**Study questions:**
1. In the Saskatoon report, who was the emcee?
2. Repeat the part of the Saskatoon report that begins with the words "The core of" and stops after "to compete again.".

++++ Page text

Head food guru/judge James Chatto reported from Saskatoon:
Winter has already set in Canada’s heartland and the beautiful park around the broad and dignified South Saskatchewan river was shrouded with fresh snow. This did not deter our sold-out crowd of 500 eager guests who made their way to Prairieland – or the dozens of athletes who flew in to take part, led by emcee Adam van Koeverden, bronzed from a recent trip to Mexico. Jim Cuddy and Ed Robertson provided the music – and a deal of entertaining badinage besides – and as the judges emerged from their lair, all deliberations done, we discovered a gratifyingly energetic auction in progress.
The core of our judiciary had also judged in Regina – Senior Judge, author and broadcaster, CJ Katz, author, journalist and broadcaster, Amy Jo Ehman, writer, chef and poet, dee Hobsbawn-Smith, restaurateur and gastronomic guru, Janis Hutton, and last year’s Gold Medal winner, Chef Anthony McCarthy of the Saskatoon Club – who was clearly itching to compete again.

++++++++
++++ Listed entries

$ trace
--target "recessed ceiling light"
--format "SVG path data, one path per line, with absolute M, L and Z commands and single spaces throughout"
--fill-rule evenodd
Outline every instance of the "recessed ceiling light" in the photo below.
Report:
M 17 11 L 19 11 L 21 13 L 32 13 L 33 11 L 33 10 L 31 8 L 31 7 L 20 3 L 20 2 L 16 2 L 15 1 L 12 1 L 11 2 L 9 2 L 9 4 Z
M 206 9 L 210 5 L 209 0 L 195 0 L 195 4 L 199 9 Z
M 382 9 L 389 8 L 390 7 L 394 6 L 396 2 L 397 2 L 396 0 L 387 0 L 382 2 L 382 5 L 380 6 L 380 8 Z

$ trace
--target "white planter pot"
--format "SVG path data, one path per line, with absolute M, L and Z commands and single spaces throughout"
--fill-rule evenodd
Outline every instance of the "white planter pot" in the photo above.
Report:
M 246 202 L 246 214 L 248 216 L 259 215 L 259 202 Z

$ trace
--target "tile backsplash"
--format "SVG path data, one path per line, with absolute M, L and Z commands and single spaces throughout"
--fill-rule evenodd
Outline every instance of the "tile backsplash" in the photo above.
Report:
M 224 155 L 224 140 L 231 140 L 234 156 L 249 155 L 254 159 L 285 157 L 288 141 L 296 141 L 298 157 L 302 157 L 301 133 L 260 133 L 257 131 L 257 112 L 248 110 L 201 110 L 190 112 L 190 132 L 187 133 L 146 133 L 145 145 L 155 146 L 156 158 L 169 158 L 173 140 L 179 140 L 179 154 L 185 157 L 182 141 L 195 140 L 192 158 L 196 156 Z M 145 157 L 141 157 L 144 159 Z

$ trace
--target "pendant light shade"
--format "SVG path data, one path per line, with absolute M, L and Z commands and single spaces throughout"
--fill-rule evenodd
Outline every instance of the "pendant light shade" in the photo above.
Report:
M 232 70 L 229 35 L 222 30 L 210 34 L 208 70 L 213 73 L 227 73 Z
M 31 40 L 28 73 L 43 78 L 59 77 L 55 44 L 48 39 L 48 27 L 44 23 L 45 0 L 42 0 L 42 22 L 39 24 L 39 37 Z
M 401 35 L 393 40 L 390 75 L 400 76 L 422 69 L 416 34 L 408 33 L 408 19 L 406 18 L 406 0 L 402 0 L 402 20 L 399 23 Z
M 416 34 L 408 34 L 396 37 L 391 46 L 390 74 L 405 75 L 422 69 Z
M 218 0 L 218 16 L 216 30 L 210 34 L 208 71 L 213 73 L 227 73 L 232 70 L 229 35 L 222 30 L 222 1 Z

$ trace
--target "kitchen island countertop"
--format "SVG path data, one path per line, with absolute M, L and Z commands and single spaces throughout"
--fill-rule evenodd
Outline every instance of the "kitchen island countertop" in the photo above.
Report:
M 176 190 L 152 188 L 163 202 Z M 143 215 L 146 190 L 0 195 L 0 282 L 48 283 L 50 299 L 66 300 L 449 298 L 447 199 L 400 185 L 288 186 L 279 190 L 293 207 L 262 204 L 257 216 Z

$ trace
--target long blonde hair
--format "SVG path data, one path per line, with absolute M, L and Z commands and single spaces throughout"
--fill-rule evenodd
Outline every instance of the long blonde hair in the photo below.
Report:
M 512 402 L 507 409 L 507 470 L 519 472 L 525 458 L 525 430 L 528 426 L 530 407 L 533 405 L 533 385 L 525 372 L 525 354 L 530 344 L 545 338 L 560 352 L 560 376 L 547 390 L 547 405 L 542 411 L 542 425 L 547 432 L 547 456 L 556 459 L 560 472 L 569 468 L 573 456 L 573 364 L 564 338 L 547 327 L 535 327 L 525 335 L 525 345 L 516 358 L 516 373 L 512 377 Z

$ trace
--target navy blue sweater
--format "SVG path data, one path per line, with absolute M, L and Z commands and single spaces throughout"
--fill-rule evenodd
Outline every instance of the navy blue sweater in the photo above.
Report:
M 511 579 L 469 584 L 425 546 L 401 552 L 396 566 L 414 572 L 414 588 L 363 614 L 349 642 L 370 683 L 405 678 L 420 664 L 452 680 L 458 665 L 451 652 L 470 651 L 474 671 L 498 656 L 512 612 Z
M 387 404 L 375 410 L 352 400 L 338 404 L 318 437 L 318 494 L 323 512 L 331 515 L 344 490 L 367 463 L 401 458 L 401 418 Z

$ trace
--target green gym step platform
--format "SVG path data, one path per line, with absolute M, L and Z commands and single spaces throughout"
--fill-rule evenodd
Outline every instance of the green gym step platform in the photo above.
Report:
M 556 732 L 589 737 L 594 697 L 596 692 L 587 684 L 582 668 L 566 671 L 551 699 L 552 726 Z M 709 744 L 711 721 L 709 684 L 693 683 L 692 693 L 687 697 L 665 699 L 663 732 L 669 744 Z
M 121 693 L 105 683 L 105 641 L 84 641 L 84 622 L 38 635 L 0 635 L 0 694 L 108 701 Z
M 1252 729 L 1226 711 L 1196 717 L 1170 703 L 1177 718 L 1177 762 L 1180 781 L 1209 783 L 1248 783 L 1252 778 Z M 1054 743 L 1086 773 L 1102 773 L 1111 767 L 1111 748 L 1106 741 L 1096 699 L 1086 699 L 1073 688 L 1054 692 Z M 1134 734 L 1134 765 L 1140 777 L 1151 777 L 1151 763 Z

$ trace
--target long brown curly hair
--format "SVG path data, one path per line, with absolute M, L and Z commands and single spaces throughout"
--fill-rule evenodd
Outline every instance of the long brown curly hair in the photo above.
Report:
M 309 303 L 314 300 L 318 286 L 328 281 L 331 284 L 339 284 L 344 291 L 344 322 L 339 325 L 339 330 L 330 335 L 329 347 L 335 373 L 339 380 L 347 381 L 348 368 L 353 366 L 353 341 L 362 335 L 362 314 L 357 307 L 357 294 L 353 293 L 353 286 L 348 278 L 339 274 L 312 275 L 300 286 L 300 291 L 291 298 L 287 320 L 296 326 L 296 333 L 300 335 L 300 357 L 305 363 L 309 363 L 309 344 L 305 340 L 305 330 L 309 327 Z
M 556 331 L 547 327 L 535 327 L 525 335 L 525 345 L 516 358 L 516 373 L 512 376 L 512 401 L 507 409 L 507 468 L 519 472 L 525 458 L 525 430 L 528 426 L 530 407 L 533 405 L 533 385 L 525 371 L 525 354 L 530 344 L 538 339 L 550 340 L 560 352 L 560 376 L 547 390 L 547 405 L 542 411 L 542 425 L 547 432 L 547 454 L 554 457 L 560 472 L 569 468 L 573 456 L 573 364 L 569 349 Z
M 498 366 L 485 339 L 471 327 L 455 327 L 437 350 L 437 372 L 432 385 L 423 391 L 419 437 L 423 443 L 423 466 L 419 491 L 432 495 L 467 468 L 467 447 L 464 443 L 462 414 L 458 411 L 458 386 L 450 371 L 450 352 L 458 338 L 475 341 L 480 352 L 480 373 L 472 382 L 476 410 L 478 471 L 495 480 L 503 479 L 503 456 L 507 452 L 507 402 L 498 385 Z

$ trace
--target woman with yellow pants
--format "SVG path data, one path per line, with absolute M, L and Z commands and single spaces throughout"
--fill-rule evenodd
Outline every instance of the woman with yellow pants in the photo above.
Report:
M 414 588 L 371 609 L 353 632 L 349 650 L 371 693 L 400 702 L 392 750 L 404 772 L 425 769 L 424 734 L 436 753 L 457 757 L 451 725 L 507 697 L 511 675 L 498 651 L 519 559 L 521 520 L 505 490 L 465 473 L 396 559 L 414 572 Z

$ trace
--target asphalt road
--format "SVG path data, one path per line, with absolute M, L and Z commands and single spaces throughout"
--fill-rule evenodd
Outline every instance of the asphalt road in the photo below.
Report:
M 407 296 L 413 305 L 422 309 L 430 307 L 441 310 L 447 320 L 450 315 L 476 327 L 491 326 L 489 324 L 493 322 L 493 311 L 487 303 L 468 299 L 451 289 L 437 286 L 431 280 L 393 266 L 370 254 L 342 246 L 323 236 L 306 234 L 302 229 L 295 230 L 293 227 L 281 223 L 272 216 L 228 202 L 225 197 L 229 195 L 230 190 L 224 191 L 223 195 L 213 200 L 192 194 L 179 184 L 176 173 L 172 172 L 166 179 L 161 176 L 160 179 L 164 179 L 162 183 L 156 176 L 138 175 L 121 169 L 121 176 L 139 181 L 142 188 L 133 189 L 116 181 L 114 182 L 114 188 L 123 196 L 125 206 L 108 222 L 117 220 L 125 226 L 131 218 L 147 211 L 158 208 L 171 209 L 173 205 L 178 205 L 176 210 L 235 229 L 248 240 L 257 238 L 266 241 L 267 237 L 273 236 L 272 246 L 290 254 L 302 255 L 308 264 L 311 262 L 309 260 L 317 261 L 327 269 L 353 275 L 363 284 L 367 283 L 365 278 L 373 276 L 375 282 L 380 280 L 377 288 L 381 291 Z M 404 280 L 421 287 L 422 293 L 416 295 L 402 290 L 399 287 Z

++++++++

**Numbered responses:**
1. Adam van Koeverden

2.
The core of our judiciary had also judged in Regina – Senior Judge, author and broadcaster, CJ Katz, author, journalist and broadcaster, Amy Jo Ehman, writer, chef and poet, dee Hobsbawn-Smith, restaurateur and gastronomic guru, Janis Hutton, and last year’s Gold Medal winner, Chef Anthony McCarthy of the Saskatoon Club – who was clearly itching to compete again.